WORK INSTRUCTIONS: Change every "beach" to "shoreline" in the items below, leaving all else as it is. Begin at the start of the items and stop after the line that contains "10 531 L 800".

— begin DATA LINES —

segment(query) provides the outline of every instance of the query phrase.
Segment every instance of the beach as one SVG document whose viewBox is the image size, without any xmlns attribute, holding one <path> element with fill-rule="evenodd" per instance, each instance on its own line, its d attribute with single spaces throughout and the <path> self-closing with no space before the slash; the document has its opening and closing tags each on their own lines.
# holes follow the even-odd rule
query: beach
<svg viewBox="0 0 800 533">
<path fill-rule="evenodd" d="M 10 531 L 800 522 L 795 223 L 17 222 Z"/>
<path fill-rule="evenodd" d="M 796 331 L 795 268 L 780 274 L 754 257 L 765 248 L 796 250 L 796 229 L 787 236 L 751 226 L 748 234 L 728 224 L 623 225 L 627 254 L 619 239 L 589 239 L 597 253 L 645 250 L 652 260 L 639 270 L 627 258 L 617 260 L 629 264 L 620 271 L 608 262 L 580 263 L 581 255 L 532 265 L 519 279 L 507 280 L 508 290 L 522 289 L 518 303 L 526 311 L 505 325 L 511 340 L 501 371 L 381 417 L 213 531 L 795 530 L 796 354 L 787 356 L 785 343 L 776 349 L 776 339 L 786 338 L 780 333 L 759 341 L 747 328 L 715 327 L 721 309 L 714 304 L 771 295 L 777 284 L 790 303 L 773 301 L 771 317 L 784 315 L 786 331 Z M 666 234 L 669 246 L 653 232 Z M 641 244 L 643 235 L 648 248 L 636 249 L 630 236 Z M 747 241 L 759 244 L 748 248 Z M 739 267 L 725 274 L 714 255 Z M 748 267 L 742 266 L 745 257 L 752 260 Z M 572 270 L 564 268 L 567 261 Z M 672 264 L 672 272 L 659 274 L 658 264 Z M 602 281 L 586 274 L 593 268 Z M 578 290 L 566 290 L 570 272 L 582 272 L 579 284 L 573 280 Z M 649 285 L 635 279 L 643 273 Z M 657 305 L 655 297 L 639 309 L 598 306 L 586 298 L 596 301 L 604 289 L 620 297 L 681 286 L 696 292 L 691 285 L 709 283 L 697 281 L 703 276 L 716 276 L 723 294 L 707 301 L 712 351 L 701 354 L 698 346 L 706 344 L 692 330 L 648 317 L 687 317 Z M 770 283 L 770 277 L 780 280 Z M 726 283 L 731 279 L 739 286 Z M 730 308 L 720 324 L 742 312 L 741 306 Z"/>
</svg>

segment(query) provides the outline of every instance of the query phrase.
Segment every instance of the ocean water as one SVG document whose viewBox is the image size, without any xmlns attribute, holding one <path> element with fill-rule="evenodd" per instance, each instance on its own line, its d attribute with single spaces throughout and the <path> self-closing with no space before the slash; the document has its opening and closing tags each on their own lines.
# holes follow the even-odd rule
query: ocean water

— end DATA LINES —

EXERCISE RESULT:
segment(query) provides the outline of every instance of the query phrase.
Segment every instance of the shoreline as one SVG document whose viewBox is the image size, without any xmlns attribute, holding one <path> element with fill-rule="evenodd" per instance, each instance on its own line, its d attribute with single spaces throughout and the <path> self-closing with no space before the slash; the document has its opening and closing tags each on their own lines.
# holes follow the even-odd rule
query: shoreline
<svg viewBox="0 0 800 533">
<path fill-rule="evenodd" d="M 10 531 L 800 522 L 795 223 L 17 222 Z"/>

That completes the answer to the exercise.